下にある、ベーコンの絵と自分の書く文章について述べた本文を、最後の文のあとから書き継いでください。

本文 |
....
家で火曜日に買って来た画集を眺めていると、どうしてももう一度そこで行われていることを自分の目で確認したくなってしまったのである。特に最後の部屋の三幅対で行われていることに抑え難い興味がわいて来たのである。だいたいから、見たばかりなのにわざわざもう一度見たくなるという絵が滅多にあるものであろうか。そのことだけでもベーコンのやっていることがいかに価値が高いか分かると言える。
不思議である。自分がなんでこんなにもベーコンの作品に魅かれるのか言葉にすることができない。
強いて言えば、「生得的なマゾヒストやホモセクシャルの感性を持った人たちが、自分をノーマルだと疑っていない人たちに向けて、ふざけていたずらをしかけていることを楽しんでいるーからかわれることを楽しんでいる」とでもいうのであろうか。いや、これでは到底正確に言い当てていない。
私は最近自分で文章を書いているうちにおかしなことに気づく。
私こそ「Joker」を名乗り、記述を「冗談」で行っているものであるが、そこで行われる「冗談」がこれまで一般の「冗談」ではないことは読者もよくご存知の通りである。
私はなぜか文章を書き始めるが、それはほとんどの場合、どんなものを書こうか決めていない。技術が全然足りないが、普通の人が読んだ場合オカシな反応が得られることを目的にはするが、それがどんな反応になるのかは想定しない。いや全然しないわけではないが、敢えてそこに意識を持たないようにしている自分がある。
....
表示情報 |
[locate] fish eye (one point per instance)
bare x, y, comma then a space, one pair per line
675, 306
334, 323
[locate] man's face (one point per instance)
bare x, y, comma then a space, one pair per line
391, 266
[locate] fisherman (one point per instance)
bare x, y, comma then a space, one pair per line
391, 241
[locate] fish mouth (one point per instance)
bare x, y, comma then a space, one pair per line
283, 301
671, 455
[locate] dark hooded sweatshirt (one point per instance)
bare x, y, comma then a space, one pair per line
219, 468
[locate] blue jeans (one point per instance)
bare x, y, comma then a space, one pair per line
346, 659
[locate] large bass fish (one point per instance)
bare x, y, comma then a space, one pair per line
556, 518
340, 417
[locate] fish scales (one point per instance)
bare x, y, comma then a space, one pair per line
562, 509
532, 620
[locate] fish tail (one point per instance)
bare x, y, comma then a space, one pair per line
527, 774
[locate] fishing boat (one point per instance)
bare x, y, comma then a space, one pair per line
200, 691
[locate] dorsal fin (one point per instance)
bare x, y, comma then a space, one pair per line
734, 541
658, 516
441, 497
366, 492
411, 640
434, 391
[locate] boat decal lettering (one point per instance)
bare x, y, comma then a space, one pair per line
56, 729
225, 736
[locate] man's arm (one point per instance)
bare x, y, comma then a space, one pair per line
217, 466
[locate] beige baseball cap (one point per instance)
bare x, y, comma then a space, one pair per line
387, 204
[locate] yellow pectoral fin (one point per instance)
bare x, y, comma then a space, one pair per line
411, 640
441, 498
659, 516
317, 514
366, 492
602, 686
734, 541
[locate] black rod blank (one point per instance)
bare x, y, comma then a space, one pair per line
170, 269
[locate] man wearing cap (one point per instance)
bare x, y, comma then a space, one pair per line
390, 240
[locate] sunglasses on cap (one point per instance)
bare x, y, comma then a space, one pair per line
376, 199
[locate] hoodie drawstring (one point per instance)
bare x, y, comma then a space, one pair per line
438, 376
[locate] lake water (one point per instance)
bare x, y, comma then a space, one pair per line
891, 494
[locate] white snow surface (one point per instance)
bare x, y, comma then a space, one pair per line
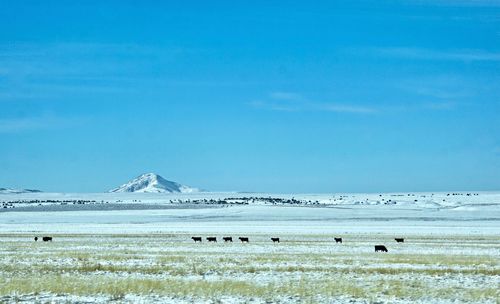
399, 213
153, 183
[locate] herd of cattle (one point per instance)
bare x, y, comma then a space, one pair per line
213, 239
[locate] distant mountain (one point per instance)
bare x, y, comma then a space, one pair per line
153, 183
17, 191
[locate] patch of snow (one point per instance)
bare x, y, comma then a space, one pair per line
154, 183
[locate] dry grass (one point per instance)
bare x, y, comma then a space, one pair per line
120, 265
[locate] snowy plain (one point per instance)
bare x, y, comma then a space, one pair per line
137, 247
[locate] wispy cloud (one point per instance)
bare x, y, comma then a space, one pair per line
432, 54
346, 108
293, 102
457, 3
24, 124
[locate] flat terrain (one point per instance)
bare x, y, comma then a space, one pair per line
139, 249
301, 268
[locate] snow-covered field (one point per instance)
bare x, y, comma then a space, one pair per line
138, 248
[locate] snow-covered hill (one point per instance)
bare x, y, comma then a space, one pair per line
153, 183
17, 191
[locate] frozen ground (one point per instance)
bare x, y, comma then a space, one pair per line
137, 248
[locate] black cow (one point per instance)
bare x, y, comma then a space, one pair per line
381, 248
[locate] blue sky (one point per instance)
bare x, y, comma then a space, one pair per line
331, 96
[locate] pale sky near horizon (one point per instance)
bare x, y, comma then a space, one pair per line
339, 96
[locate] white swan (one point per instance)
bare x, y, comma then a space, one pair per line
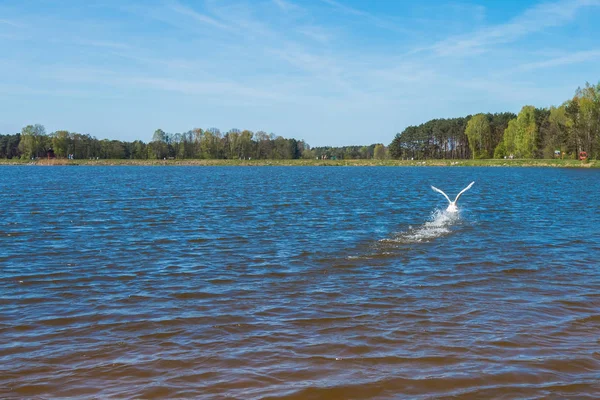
452, 207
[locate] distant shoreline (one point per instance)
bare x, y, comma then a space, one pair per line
305, 162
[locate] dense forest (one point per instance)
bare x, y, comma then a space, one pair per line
33, 142
563, 131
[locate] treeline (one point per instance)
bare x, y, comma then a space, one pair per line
564, 131
33, 142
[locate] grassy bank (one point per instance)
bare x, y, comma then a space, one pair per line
399, 163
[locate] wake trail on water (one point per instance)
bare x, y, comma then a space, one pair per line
439, 225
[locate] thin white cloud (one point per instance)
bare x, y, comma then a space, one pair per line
103, 43
371, 18
204, 19
567, 59
11, 23
286, 6
535, 19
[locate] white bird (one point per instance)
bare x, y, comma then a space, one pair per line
452, 207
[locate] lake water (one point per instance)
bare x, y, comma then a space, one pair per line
299, 283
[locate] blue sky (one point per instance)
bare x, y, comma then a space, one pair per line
331, 72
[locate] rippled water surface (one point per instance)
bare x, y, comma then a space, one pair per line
301, 283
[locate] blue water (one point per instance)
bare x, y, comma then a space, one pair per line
299, 282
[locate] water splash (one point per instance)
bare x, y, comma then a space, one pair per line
439, 225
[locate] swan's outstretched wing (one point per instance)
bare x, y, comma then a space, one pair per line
439, 191
464, 190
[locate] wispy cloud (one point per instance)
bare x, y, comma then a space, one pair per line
286, 6
204, 19
532, 20
566, 59
11, 23
373, 19
102, 43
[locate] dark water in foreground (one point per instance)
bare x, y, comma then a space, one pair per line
302, 283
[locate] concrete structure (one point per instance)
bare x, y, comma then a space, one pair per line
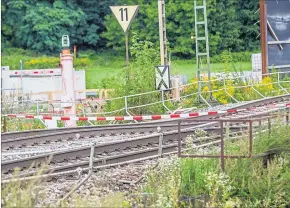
43, 84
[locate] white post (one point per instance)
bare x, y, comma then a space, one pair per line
162, 31
68, 88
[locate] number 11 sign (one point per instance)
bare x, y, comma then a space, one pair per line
125, 15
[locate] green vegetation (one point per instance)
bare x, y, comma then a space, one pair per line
245, 182
91, 25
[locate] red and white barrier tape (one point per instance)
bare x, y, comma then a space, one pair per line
137, 118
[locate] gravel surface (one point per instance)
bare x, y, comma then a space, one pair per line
101, 184
29, 151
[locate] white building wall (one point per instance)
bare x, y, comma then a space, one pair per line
40, 82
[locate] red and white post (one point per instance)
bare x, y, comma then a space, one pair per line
68, 88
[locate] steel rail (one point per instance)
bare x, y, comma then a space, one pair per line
71, 154
13, 135
110, 160
93, 132
85, 151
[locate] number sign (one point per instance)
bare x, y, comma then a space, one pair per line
125, 15
162, 77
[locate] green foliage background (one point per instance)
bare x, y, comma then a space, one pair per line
39, 24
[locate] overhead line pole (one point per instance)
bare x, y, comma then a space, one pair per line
263, 29
162, 31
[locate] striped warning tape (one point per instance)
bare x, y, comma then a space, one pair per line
137, 118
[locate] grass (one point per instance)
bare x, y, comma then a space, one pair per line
107, 65
245, 182
98, 71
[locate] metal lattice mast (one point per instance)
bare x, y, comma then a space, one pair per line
200, 54
162, 32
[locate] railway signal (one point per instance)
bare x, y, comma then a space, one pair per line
125, 16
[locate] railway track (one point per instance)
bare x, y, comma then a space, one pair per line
169, 139
35, 137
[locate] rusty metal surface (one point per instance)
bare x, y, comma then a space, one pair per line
95, 132
14, 135
222, 155
99, 149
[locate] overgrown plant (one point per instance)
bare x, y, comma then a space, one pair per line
139, 77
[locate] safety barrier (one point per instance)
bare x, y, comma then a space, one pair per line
139, 117
125, 99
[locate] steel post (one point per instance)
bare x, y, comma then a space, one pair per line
222, 146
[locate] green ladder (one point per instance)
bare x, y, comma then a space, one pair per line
202, 53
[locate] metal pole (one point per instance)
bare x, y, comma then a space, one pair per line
263, 29
222, 147
179, 138
251, 137
162, 31
21, 70
127, 48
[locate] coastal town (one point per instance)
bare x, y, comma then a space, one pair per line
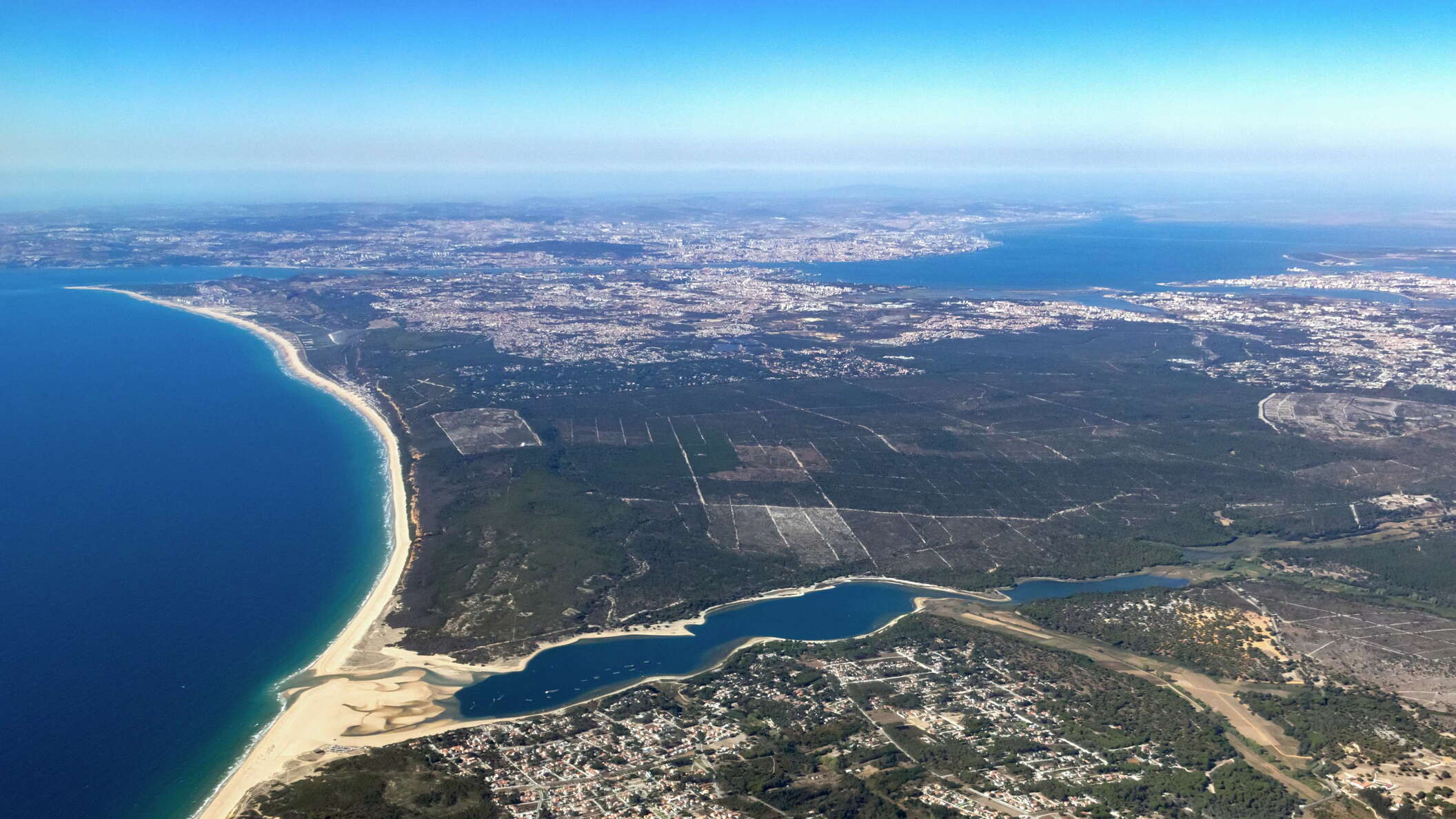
526, 236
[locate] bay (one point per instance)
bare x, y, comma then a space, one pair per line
184, 527
594, 667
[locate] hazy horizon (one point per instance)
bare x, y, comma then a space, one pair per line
162, 104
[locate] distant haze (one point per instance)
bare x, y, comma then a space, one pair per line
168, 103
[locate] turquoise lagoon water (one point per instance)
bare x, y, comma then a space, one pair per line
185, 525
594, 667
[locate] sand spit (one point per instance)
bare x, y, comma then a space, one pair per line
357, 687
363, 691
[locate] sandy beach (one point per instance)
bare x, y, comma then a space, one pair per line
357, 687
361, 691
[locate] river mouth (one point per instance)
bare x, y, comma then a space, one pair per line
596, 667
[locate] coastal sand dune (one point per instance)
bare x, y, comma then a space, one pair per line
363, 691
356, 689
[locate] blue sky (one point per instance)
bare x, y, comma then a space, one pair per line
860, 91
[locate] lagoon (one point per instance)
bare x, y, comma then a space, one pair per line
594, 667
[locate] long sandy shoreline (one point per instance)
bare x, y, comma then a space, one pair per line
360, 691
296, 731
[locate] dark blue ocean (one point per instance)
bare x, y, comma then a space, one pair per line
1129, 254
183, 527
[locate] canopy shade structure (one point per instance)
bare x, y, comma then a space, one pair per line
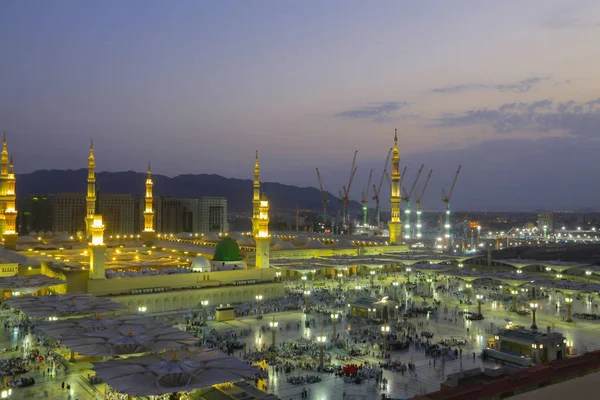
170, 372
121, 336
28, 284
63, 305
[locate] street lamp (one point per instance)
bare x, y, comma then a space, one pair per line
334, 320
306, 294
258, 300
468, 286
385, 330
321, 340
204, 303
534, 306
479, 301
514, 293
569, 301
273, 324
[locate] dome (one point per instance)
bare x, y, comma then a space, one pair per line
227, 250
245, 241
201, 264
235, 235
284, 245
210, 237
314, 244
299, 241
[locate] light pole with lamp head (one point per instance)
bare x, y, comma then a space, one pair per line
258, 300
385, 330
321, 340
204, 304
479, 301
273, 324
534, 306
569, 301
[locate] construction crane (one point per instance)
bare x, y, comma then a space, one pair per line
345, 195
419, 226
406, 197
446, 199
365, 196
323, 199
377, 190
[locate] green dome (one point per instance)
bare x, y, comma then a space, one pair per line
227, 250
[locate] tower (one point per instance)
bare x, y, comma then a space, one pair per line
263, 239
256, 198
148, 234
91, 192
97, 248
395, 223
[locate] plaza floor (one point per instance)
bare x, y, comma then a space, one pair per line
583, 334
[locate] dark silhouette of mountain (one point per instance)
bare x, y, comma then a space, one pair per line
237, 191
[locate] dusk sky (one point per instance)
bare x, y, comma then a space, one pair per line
510, 90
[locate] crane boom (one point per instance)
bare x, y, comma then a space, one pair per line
415, 182
366, 192
424, 187
454, 182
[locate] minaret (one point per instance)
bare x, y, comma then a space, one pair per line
395, 223
97, 248
3, 185
10, 214
148, 234
91, 192
256, 198
262, 239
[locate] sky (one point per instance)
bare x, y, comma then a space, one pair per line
510, 90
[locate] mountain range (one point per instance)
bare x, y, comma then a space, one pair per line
237, 191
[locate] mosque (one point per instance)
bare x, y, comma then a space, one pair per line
150, 273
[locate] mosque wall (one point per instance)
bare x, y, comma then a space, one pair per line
158, 283
189, 299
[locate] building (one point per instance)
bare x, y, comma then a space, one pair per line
213, 214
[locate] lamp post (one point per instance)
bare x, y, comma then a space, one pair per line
273, 324
334, 320
306, 294
395, 285
569, 301
258, 299
204, 303
385, 330
468, 286
514, 293
479, 301
534, 306
321, 340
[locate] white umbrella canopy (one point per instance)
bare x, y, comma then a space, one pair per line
28, 284
170, 372
63, 305
117, 336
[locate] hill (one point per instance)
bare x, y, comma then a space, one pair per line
237, 191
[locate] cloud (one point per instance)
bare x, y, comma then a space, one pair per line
521, 86
576, 119
377, 111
....
練習の解答 |
意味を記述しようとするのではなく、結果的に意味があったかのようなものになるように記述してみたりする。
早い話無責任な遊びをしているわけなのであるが、どうもこれと似たような意識が巨匠の作品に感じられるような気にさせられるのである。天才と自分を並べて考えるなどとは実に愚かなことだが、どうして自分がこれほど一人の作家に魅かれるのかを考えるうちに、「冗談」に行き着いてしまった。意味なんてない。デュシャンもいた。もし芸術の本質の一方が「冗談」であるならば、「冗談」が分らないものは愚かな「過去の産物」であることになる。もちろん日常のごく一部の限られた時間内においてであるが。事務所で子どもたちに「ベーコン観て来た」というと、「何それ肉屋で?」とマジで返される。これはここに冗談で記すのもつまらないことだった。ふざけることはからかうこととはちがうことなのである。